━━━ DATA SHOWN
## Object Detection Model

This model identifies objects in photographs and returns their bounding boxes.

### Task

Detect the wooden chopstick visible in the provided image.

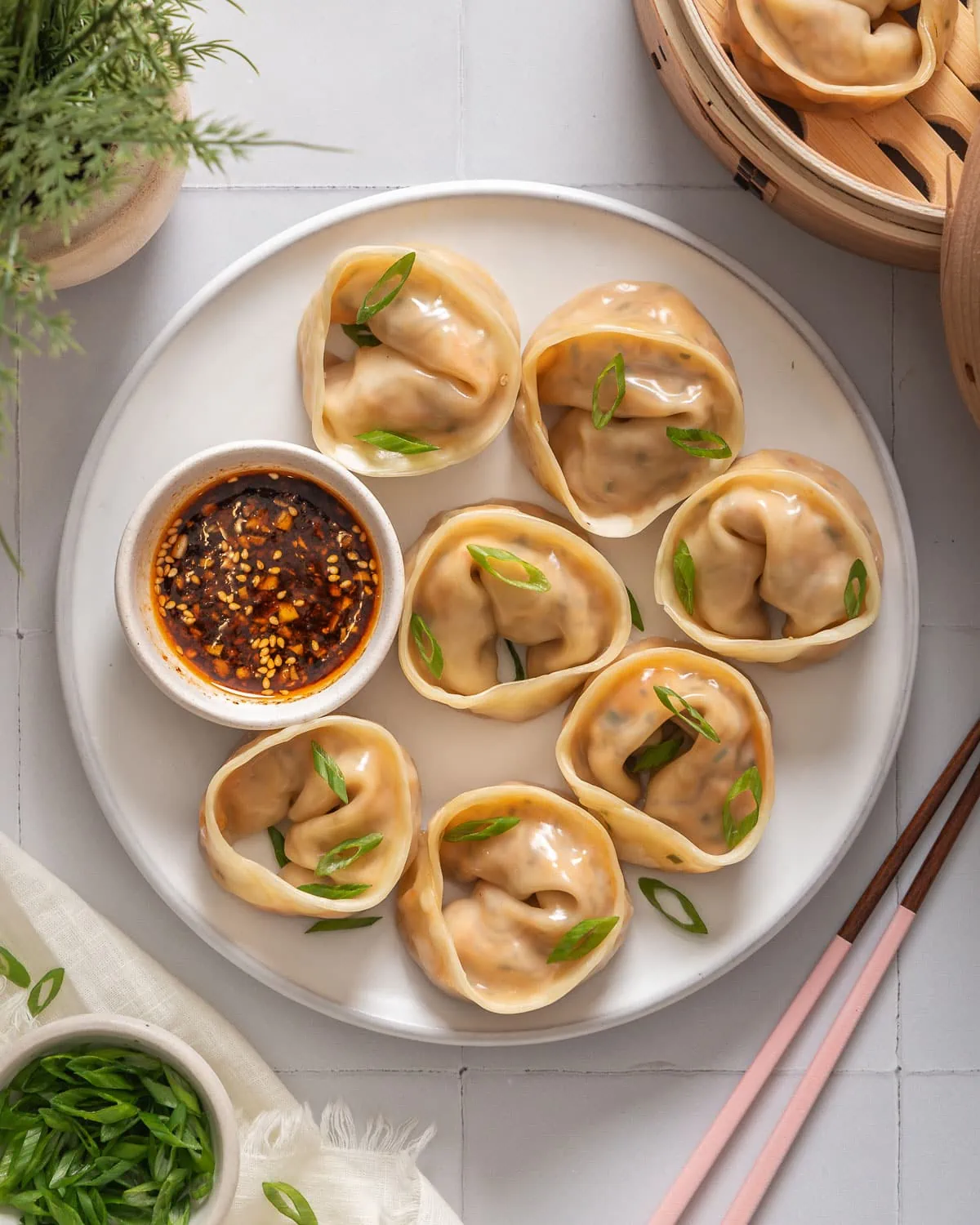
[649,719,980,1225]
[722,766,980,1225]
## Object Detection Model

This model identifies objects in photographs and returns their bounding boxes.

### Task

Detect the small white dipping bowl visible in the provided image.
[0,1013,239,1225]
[115,443,406,732]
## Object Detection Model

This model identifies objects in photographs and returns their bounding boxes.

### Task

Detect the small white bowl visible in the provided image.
[0,1013,239,1225]
[115,443,404,732]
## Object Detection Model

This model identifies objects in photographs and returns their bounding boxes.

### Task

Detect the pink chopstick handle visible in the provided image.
[649,936,852,1225]
[722,906,915,1225]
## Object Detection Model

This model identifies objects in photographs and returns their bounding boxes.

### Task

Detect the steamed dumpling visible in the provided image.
[556,639,774,872]
[514,282,744,537]
[201,715,421,919]
[654,451,882,666]
[399,783,632,1013]
[399,502,630,722]
[725,0,960,115]
[299,247,521,477]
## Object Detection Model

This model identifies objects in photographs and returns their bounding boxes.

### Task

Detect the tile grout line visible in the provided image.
[460,1060,468,1220]
[896,1068,903,1225]
[180,180,740,196]
[889,269,896,460]
[456,0,466,179]
[14,341,24,847]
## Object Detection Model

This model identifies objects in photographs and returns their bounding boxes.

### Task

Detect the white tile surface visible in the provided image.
[899,627,980,1072]
[15,194,362,630]
[466,782,898,1072]
[0,0,980,1225]
[463,0,730,184]
[617,185,892,440]
[189,0,463,186]
[283,1072,463,1225]
[463,1072,902,1225]
[894,272,980,625]
[901,1076,980,1225]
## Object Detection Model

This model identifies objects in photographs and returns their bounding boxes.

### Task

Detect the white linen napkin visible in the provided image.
[0,835,460,1225]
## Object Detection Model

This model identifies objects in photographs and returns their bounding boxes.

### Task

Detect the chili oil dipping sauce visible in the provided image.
[117,443,403,729]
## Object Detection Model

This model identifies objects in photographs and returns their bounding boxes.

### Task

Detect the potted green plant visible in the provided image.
[0,0,300,565]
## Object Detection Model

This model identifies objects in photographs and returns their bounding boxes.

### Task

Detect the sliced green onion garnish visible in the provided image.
[443,817,521,842]
[637,877,708,936]
[627,737,684,774]
[358,430,439,456]
[626,587,644,634]
[0,946,31,987]
[674,541,695,617]
[27,965,65,1017]
[548,915,620,965]
[0,1044,217,1225]
[666,425,732,460]
[504,639,528,681]
[341,323,381,350]
[354,252,416,323]
[722,766,762,850]
[316,833,385,876]
[653,685,722,745]
[467,544,551,592]
[306,915,382,936]
[262,1183,318,1225]
[408,612,445,680]
[269,826,289,867]
[592,353,626,430]
[311,740,347,804]
[844,558,867,621]
[296,884,372,902]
━━━━━━
__TASK TO COMPLETE__: Turn every line above into a Markdown table with the columns "Row" and "Line", numbering each row and dropping blank lines. Leave the pictures out.

__TASK ANSWER__:
| Row | Line |
|---|---|
| 1 | ## Object Detection Model |
| 2 | This model identifies objects in photographs and returns their bounding boxes. |
| 3 | ### Task |
| 4 | Detect the wooden chopstick visible in the provided image. |
| 5 | [649,719,980,1225] |
| 6 | [722,766,980,1225] |
| 7 | ## Object Detection Model |
| 8 | This model identifies objects in photographs and returns their bounding boxes. |
| 9 | ### Task |
| 10 | Detect the small white dipping bowl visible in the provided image. |
| 11 | [0,1013,239,1225] |
| 12 | [115,443,406,732] |
| 13 | ## Object Detection Model |
| 14 | This model identifies objects in photographs and returns their bounding boxes. |
| 15 | ### Task |
| 16 | Detect the small white bowl visible in the provided image. |
| 17 | [0,1013,239,1225] |
| 18 | [115,443,404,732] |
| 19 | ## Object Detection Model |
| 20 | This model identifies objects in photographs and returns their bounding boxes. |
| 21 | ### Task |
| 22 | Detect the pink chopstick handle visible in the provided image. |
| 23 | [649,936,852,1225] |
| 24 | [722,906,915,1225] |
| 25 | ## Object Detection Model |
| 26 | This model identifies objects in photographs and returns their bounding boxes. |
| 27 | ### Task |
| 28 | Detect the steamed dumpling visible in the provided image. |
| 29 | [556,639,774,872] |
| 30 | [514,282,744,537] |
| 31 | [201,715,421,919] |
| 32 | [654,451,882,666] |
| 33 | [399,783,632,1013] |
| 34 | [399,502,630,722] |
| 35 | [725,0,960,115] |
| 36 | [299,247,521,477] |
| 37 | ## Object Detection Model |
| 38 | This model identifies objects in photographs and returns their bounding boxes. |
| 39 | ### Task |
| 40 | Detect the tile grout line visible in the provided image. |
| 41 | [460,1060,468,1220] |
| 42 | [896,1068,903,1225] |
| 43 | [180,180,740,196] |
| 44 | [889,269,896,460] |
| 45 | [456,0,466,179] |
| 46 | [14,341,24,847] |
| 47 | ## Object Detection Model |
| 48 | This model identifies objects in photographs and returns their bounding boxes. |
| 49 | ### Task |
| 50 | Detect the white tile surface visible in the provided image. |
| 51 | [899,627,980,1072] |
| 52 | [15,194,362,630] |
| 53 | [466,782,898,1072] |
| 54 | [0,0,980,1225] |
| 55 | [463,0,730,184] |
| 56 | [617,185,892,440] |
| 57 | [189,0,463,186] |
| 58 | [283,1072,463,1225] |
| 59 | [463,1072,902,1225] |
| 60 | [894,272,980,625] |
| 61 | [901,1076,980,1225] |
| 62 | ## Object Detection Model |
| 63 | This model identifies objects in photographs and returns their bounding boxes. |
| 64 | ### Task |
| 65 | Detect the white linen napkin visible in the provided image. |
| 66 | [0,835,460,1225] |
| 67 | ## Object Detection Model |
| 68 | This model identifies objects in photographs and returns their bounding boxes. |
| 69 | ### Task |
| 70 | Detect the chili oil dipping sauce visible in the provided image. |
| 71 | [117,443,403,729] |
| 72 | ## Object Detection Model |
| 73 | This model identifies objects in photographs and returns their bounding boxes. |
| 74 | ### Task |
| 75 | Detect the potted green plant visible in the provided image. |
| 76 | [0,0,300,565] |
| 77 | ## Object Detection Model |
| 78 | This model identifies objects in photographs and returns their bounding boxes. |
| 79 | ### Task |
| 80 | Detect the sliced green onion garnish visible in the provided image. |
| 81 | [443,817,521,842] |
| 82 | [637,877,708,936] |
| 83 | [627,737,684,774] |
| 84 | [358,430,439,456] |
| 85 | [626,587,644,634] |
| 86 | [0,946,31,987] |
| 87 | [674,541,695,617] |
| 88 | [27,965,65,1017] |
| 89 | [548,915,620,965] |
| 90 | [0,1044,217,1225] |
| 91 | [666,425,732,460] |
| 92 | [504,639,528,681] |
| 93 | [341,323,381,350] |
| 94 | [354,252,416,323] |
| 95 | [722,766,762,850] |
| 96 | [316,833,385,876] |
| 97 | [653,685,722,745] |
| 98 | [467,544,551,592] |
| 99 | [306,915,382,936] |
| 100 | [262,1183,318,1225] |
| 101 | [408,612,445,680] |
| 102 | [269,826,289,867] |
| 103 | [592,353,626,430] |
| 104 | [311,740,347,804] |
| 105 | [844,558,867,621] |
| 106 | [296,884,372,902] |